------ RECORDS FOR THE EXERCISE
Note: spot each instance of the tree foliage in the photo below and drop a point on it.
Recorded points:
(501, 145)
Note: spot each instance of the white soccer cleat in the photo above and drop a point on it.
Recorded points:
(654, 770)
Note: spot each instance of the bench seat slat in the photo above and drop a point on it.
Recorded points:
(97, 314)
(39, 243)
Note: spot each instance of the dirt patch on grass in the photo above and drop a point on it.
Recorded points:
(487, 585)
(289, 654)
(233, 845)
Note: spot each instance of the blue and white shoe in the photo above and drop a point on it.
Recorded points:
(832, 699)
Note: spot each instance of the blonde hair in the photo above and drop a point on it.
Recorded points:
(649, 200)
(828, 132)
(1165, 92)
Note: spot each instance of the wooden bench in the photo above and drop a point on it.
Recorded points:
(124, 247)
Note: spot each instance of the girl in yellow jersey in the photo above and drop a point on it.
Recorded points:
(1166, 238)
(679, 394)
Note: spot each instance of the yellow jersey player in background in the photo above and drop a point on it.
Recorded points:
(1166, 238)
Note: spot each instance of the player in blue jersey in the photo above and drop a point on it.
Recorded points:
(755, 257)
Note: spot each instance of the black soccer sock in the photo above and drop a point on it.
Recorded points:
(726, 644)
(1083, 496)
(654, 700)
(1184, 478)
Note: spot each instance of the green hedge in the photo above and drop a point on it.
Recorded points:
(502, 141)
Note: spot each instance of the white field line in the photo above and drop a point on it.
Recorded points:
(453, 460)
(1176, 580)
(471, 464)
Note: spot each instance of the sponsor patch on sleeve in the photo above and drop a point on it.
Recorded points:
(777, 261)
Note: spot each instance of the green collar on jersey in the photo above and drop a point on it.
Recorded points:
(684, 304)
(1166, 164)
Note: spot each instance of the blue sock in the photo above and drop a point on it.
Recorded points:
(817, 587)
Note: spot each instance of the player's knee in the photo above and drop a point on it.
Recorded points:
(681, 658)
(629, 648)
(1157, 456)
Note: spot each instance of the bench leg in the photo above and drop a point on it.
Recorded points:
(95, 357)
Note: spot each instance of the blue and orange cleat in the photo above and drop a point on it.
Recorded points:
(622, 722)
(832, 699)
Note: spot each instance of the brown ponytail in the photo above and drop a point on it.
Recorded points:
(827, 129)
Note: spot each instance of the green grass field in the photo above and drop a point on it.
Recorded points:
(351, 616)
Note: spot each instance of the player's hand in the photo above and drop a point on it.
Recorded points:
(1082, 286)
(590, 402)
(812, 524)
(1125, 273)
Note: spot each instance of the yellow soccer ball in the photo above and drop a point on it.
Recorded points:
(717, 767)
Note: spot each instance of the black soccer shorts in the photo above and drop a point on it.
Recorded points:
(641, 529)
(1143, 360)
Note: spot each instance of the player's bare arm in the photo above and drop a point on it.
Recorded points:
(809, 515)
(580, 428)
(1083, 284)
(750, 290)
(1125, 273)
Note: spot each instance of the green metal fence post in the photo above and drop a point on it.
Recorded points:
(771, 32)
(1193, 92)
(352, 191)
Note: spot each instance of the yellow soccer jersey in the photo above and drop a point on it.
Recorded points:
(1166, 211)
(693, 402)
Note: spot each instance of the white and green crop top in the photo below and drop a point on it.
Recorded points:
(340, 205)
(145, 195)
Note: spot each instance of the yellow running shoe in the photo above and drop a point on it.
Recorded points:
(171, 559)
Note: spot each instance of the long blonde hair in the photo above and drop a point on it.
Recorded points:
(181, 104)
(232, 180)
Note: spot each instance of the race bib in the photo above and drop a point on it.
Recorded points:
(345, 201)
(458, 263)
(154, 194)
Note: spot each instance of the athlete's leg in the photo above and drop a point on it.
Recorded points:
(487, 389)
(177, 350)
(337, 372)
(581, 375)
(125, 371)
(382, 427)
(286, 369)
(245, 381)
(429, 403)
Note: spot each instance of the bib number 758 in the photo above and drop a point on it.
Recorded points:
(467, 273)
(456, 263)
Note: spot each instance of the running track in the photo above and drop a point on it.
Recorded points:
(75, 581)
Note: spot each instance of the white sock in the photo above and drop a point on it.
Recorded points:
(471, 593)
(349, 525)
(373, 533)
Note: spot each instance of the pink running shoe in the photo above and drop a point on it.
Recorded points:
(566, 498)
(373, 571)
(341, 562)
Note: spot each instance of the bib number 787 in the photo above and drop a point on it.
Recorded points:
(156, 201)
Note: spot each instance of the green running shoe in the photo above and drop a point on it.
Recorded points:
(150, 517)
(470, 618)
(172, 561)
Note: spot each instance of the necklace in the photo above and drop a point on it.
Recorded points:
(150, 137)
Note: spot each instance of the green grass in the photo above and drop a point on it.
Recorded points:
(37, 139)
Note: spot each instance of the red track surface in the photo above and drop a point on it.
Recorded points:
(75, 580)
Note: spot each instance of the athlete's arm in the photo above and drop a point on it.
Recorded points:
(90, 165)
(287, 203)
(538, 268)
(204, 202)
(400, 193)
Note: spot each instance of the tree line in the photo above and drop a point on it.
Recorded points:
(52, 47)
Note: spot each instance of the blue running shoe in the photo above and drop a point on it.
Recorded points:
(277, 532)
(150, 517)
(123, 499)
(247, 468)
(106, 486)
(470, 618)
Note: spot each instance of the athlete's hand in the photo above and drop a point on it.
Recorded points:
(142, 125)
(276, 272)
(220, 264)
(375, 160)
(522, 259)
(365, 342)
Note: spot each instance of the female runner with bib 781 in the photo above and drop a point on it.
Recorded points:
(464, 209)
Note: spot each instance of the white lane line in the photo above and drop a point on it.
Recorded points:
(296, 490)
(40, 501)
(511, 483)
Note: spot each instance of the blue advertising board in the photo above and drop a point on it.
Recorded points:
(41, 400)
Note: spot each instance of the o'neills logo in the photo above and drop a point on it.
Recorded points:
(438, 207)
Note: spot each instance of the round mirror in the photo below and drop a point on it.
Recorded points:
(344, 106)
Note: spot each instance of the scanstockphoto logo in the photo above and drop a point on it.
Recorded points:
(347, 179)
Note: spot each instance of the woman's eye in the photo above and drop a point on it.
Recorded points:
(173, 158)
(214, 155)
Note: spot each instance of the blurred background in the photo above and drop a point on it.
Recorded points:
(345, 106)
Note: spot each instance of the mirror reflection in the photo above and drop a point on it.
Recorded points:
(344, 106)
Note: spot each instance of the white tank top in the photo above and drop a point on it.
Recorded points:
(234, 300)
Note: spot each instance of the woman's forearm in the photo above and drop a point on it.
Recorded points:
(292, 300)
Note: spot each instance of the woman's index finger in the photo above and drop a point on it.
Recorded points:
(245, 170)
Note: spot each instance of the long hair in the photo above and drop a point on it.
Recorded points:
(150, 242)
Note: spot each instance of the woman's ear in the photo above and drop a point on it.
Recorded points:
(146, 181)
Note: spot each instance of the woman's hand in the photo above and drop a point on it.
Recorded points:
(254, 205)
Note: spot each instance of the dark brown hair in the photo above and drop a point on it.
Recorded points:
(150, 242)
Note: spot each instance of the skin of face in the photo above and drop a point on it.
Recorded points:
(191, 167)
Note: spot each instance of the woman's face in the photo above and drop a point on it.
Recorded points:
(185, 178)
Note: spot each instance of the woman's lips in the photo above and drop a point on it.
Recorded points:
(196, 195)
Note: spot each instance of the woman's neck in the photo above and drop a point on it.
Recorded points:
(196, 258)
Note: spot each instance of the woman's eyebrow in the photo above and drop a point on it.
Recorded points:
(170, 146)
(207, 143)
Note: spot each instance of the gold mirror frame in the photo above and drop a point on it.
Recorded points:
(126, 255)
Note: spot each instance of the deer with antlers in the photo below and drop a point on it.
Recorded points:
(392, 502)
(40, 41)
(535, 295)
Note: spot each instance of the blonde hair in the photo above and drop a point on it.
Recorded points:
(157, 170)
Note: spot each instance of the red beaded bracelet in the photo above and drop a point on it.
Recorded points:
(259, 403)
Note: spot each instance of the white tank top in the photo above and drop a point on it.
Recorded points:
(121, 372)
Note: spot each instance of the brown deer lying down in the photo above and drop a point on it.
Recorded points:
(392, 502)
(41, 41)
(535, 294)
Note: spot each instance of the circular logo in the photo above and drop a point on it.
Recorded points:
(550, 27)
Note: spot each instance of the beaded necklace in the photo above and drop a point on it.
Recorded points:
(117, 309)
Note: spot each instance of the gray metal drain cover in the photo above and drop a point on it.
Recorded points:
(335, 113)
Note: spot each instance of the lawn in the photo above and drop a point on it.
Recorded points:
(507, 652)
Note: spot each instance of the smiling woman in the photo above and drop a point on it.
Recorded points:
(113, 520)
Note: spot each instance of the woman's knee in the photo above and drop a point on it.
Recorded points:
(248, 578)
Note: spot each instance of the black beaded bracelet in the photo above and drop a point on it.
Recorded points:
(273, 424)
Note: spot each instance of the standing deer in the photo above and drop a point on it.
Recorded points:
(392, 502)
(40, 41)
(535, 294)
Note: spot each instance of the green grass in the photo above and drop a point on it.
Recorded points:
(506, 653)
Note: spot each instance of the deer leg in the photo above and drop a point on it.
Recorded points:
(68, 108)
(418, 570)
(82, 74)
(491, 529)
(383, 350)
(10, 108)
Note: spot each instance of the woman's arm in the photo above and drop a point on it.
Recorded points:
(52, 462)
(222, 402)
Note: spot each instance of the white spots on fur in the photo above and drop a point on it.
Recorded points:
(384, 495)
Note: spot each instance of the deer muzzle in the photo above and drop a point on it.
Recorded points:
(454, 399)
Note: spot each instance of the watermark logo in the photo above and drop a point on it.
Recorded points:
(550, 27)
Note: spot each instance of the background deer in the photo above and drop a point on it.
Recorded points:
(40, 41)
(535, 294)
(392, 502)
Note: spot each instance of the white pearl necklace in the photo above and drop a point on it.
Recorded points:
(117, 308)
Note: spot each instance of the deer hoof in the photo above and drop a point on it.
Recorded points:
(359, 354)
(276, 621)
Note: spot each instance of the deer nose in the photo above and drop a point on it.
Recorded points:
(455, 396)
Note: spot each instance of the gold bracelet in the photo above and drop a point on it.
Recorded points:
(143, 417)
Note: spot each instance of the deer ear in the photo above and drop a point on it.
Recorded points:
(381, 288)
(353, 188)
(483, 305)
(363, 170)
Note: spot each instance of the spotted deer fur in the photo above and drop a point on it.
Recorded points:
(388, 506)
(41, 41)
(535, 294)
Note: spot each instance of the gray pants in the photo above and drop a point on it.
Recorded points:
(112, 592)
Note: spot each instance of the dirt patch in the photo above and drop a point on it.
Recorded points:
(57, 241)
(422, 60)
------------
*YOUR INSTRUCTIONS*:
Write out exactly the lines from the line holding "Note: spot each instance of the white pearl" through the last line of the data, and nothing besides those lines.

*CORRECT RESULT*:
Note: spot each instance of the white pearl necklace in the photo above and drop a point on it.
Recorded points:
(117, 308)
Note: spot each instance of the deer hoof in the photo above and drop a point on it.
Recorded points:
(359, 354)
(276, 621)
Note: spot each instance of the deer nose in the photo above and drop a point on it.
Recorded points:
(455, 396)
Note: spot each instance of the gold bracelet in the photo above and drop a point on it.
Recorded points:
(143, 417)
Note: spot each instance of the deer ear in the photo above and drop a point on it.
Recorded points:
(381, 288)
(353, 188)
(483, 305)
(363, 170)
Note: spot each instance of the spotted deer fur in the photo above and drop a point on it.
Recorded points:
(388, 506)
(41, 41)
(535, 294)
Note: spot each instance of the gray pants in the photo above and drop a point on it.
Recorded points:
(112, 592)
Note: spot each instance of the dirt patch in the photo above and drop a point on it.
Recorded points:
(57, 241)
(422, 60)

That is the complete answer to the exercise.